***** Dataset content *****

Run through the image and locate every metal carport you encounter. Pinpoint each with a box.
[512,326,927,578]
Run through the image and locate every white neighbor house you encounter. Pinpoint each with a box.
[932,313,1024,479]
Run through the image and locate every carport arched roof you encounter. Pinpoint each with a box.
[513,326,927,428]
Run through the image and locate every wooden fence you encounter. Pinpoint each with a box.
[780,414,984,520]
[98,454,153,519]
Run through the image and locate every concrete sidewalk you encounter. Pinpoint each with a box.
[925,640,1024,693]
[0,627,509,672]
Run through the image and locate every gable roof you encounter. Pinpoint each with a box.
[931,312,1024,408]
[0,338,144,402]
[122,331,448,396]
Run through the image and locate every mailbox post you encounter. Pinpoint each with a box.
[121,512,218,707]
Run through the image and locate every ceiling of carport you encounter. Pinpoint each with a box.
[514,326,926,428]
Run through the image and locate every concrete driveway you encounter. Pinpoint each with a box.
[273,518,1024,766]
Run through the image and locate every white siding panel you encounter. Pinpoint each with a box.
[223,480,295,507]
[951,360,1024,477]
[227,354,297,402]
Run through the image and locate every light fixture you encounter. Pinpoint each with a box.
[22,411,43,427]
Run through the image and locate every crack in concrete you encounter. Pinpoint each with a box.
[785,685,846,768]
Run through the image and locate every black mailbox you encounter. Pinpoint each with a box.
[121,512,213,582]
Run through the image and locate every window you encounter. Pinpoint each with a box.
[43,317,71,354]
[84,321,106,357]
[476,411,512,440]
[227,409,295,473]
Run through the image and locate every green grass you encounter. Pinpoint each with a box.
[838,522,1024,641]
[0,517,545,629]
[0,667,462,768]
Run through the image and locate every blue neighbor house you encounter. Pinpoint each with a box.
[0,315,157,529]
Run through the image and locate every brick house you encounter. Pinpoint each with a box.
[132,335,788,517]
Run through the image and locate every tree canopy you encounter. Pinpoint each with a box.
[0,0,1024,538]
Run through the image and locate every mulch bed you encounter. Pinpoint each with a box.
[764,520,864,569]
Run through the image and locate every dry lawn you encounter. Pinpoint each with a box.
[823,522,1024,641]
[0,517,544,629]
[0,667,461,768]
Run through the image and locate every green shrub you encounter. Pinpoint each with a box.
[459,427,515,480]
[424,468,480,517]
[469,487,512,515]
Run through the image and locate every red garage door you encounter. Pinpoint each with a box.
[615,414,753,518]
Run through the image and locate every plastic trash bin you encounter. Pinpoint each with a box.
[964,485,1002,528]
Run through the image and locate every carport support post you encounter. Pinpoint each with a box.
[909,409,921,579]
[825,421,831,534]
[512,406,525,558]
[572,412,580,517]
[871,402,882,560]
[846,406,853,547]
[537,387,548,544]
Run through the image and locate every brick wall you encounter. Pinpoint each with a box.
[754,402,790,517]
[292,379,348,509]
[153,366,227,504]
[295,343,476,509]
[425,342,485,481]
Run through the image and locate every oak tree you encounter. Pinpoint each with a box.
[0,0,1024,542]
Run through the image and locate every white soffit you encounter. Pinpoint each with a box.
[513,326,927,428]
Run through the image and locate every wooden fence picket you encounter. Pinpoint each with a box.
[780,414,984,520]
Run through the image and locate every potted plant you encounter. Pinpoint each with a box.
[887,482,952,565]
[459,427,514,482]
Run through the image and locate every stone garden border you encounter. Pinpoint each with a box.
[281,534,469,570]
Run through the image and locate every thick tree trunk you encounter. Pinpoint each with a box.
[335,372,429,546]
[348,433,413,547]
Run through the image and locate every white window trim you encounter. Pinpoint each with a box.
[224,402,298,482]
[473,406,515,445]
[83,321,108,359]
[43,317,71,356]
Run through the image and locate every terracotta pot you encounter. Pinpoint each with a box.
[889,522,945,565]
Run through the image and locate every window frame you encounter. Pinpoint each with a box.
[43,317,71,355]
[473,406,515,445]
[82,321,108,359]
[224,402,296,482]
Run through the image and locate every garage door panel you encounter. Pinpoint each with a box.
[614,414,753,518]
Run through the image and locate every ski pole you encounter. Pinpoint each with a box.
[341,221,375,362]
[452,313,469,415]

*****

● **Set task**: Reproduce the listing from its first line through the line with "[22,411,43,427]", inclusive, keeping every request line unchanged. Scale each bounding-box coordinate by 1.95 and round to the nearest whole number, with halves rounded up.

● **Exercise answer**:
Run through the image and locate every metal carport you encounter. Pinpoint each with a box.
[998,636,1808,1127]
Run through the image and locate every white neighbor house you encounter. Pinpoint each with a box.
[1817,610,1997,934]
Run through the image and locate every carport arched roof you encounter. Pinpoint each with a box.
[1000,636,1808,835]
Run through the image and locate every wooden fence you encounter. Pinpoint each with a box.
[1521,807,1919,1014]
[191,885,298,1012]
Run through the image and locate every concrete sidewalk you encounter. Pinpoint each with a box.
[1804,1248,1997,1351]
[0,1223,993,1310]
Run through the image and locate every gable roof you encounter. Pinpoint each with a box.
[1815,608,1997,796]
[0,659,281,784]
[238,645,874,772]
Run through the image and locate every mailbox post you encounter. Pinpoint each with a box.
[236,998,425,1379]
Run through the image and locate every ceiling of carport you encounter. Pinpoint each with a box.
[1002,636,1806,835]
Run through the image and locate every concrete driveway you encounter. Pinpoint each with a box.
[532,1010,1997,1494]
Run through the image and locate every white siding panel you encounter. Pinpoint each with a box.
[435,936,575,989]
[1854,702,1997,930]
[443,690,579,784]
Run through the image and locate every light fixture you encounter. Pinpoint each with a box.
[43,801,84,833]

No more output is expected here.